Work to do: Reproduce each of the following items word for word, leaving out the pictures.

(Pointing data excerpts)
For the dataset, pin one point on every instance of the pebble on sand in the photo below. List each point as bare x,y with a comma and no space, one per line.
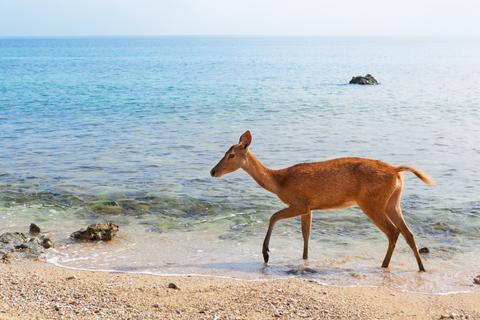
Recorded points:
172,285
424,250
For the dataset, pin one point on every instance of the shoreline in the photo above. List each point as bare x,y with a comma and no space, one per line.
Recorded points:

Result:
For the dataset, pin one point on every instance of the pebble on sand in the photo below. List each point as bare x,y with a comma and no space, one per line.
Recorded points:
172,285
424,250
For the dataset, pin one point on every instance of the shoreline in the photo above. List each point as bare x,y with a comma and no space, one per line.
Recorded points:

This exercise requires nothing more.